■ EXERCISE GOAL
List every line of the entries below that contains the string "handle".

[Start LISTED RECORDS]

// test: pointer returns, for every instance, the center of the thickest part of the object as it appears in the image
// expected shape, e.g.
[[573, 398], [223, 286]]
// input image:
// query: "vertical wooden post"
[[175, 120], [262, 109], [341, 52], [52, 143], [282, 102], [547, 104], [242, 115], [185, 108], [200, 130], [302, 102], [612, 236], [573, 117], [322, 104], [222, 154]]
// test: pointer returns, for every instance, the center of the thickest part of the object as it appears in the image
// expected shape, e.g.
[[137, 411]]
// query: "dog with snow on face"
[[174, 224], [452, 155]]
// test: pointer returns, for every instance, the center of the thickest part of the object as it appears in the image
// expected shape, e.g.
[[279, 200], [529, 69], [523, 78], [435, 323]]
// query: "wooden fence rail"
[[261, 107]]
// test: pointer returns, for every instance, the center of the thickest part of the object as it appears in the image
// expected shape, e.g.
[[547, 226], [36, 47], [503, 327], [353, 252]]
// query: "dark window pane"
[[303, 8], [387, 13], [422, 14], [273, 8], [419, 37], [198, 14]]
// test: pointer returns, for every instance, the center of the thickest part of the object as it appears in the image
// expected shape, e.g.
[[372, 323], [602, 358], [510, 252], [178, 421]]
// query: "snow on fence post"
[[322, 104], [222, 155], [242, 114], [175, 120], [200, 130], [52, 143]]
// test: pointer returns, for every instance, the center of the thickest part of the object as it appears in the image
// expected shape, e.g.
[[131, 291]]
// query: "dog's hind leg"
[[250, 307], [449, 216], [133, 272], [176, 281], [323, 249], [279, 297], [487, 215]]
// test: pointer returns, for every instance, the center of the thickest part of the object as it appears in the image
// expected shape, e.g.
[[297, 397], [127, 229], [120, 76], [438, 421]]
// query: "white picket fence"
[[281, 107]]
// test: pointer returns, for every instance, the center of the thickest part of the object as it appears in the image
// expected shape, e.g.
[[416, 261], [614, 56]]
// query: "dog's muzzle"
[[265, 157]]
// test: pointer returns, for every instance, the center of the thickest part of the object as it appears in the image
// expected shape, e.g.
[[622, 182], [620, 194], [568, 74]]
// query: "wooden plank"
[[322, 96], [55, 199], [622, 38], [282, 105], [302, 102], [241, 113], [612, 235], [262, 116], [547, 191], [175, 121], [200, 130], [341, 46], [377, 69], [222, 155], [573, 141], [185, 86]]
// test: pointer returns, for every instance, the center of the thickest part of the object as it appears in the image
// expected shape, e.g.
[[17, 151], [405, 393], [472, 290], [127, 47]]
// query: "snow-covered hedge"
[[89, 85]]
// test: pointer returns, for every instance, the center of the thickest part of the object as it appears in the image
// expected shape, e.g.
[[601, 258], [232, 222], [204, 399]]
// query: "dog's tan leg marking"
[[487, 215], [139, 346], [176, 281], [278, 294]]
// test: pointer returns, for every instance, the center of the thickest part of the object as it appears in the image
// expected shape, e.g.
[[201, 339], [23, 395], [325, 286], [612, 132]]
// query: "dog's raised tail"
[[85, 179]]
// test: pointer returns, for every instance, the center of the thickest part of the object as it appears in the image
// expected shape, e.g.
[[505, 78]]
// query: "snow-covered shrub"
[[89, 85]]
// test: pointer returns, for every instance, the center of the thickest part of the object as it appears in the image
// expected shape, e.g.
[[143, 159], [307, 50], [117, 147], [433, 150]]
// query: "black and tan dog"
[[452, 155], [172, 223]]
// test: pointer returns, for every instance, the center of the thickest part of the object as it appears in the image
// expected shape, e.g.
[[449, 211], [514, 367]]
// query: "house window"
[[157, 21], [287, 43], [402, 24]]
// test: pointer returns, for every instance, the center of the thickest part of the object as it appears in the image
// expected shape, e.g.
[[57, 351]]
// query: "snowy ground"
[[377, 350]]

[End LISTED RECORDS]
[Start LISTED RECORDS]

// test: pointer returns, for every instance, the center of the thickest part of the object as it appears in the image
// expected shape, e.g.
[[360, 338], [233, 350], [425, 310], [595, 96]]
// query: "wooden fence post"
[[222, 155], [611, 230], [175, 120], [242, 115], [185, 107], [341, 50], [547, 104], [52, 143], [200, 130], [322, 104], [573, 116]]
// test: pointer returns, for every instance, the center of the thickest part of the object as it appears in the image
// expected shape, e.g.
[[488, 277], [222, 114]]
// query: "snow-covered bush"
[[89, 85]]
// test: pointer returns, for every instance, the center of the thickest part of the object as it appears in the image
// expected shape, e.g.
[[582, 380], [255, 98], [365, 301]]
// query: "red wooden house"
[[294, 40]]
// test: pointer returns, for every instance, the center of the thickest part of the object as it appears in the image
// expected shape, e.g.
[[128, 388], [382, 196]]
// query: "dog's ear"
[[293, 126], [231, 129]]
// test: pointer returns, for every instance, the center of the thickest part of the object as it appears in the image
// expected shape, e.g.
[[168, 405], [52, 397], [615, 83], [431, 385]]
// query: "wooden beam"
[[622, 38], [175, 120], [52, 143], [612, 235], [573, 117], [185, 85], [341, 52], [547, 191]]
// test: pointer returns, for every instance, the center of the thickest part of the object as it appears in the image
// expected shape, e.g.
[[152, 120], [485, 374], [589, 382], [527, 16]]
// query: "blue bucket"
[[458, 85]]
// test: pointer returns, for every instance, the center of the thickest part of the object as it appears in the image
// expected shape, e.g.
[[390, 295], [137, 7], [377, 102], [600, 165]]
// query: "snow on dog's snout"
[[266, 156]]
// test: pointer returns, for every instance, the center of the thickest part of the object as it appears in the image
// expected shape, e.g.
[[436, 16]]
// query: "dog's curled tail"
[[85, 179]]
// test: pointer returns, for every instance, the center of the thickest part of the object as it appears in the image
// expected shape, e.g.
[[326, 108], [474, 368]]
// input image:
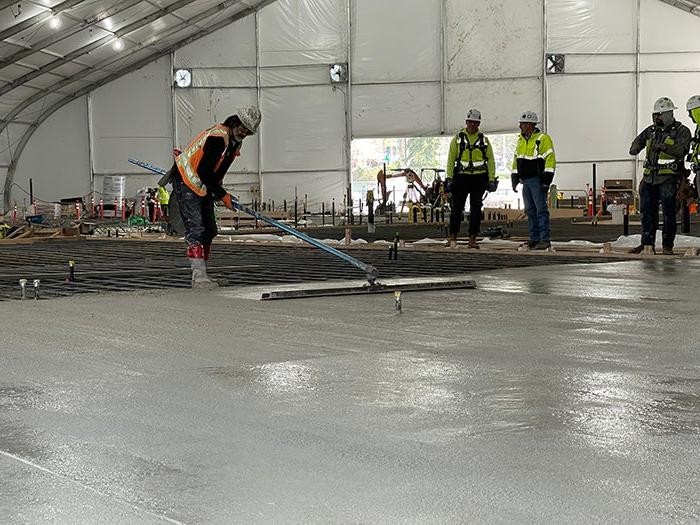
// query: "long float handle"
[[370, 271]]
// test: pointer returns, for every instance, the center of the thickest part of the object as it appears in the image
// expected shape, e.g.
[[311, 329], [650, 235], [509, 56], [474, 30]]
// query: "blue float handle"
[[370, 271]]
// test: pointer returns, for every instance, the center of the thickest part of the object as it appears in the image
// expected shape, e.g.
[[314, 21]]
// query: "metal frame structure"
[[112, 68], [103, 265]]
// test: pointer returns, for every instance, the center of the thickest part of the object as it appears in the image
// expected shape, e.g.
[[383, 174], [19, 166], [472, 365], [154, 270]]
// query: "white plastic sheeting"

[End LISTED RECORDS]

■ REPLY TO THE EXERCISE
// query: "long float handle"
// query: "blue float handle"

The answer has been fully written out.